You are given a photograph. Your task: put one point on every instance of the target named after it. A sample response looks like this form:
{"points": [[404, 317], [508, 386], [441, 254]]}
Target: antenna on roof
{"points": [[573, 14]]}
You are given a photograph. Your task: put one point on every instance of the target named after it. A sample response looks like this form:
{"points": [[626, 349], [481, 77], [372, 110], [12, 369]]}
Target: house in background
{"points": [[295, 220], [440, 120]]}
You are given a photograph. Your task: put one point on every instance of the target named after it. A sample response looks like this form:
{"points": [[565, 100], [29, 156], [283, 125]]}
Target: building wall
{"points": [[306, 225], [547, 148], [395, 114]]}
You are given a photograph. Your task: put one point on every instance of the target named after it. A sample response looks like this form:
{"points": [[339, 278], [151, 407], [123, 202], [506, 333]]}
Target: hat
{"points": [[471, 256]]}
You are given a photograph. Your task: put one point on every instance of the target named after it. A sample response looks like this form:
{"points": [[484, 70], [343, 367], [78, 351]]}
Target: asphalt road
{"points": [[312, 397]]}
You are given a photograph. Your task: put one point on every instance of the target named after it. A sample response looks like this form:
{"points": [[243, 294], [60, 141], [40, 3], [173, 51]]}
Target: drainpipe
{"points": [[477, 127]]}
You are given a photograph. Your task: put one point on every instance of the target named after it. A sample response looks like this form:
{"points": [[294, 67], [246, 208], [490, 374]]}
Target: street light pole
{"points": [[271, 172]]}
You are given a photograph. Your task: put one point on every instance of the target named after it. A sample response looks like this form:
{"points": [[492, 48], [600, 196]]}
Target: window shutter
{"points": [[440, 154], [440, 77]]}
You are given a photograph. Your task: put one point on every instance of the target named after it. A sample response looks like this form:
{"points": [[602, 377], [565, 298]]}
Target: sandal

******

Return all the lines shown above, precisely as they stand.

EXPECTED ANSWER
You are given a photograph. Your task: put one point on every instance of the target named after it. A sample response looks like this form:
{"points": [[404, 317], [508, 386], [441, 254]]}
Target: antenna on roof
{"points": [[573, 14]]}
You are given a photograph. Your task: put one point on every instance of the target named after it. A sample response looks like this form:
{"points": [[626, 349], [481, 77], [372, 110], [12, 369]]}
Target: house in background
{"points": [[295, 220], [440, 120]]}
You are given a photograph. Your task: put one point on every instance of the target named after it. A sample response looks like this form:
{"points": [[565, 100], [29, 156], [283, 125]]}
Target: building wall
{"points": [[306, 225], [547, 148], [395, 114]]}
You are given a photograph. Your task: put one point on every instance of the target named after it. A sample response looks like this form:
{"points": [[339, 278], [151, 407], [123, 202], [506, 333]]}
Target: hat
{"points": [[471, 256]]}
You are given a photograph. Your task: put one point on every instance of the target named after it. A sample response looks like this form:
{"points": [[484, 70], [343, 367], [78, 351]]}
Target: asphalt road
{"points": [[312, 397]]}
You are given a photograph. Your task: put one point on every instance of the target named after it. A sample response looks like this form:
{"points": [[243, 294], [60, 141], [40, 3], [173, 51]]}
Target: drainpipe
{"points": [[477, 127]]}
You are given a photograph. Your task: put one point on every instance of the target named after it. A sample response looks like this form:
{"points": [[294, 67], [246, 208], [490, 374]]}
Target: street light pole
{"points": [[271, 172]]}
You are given a photograph. Your task: put one point on every instance of the target named after it. A sample response looks like this form:
{"points": [[492, 48], [600, 196]]}
Target: window shutter
{"points": [[440, 154], [440, 77]]}
You are given a photograph. Your task: put one point on every instance of the target named after it. A sample response looks like this form:
{"points": [[602, 377], [565, 298]]}
Target: sandal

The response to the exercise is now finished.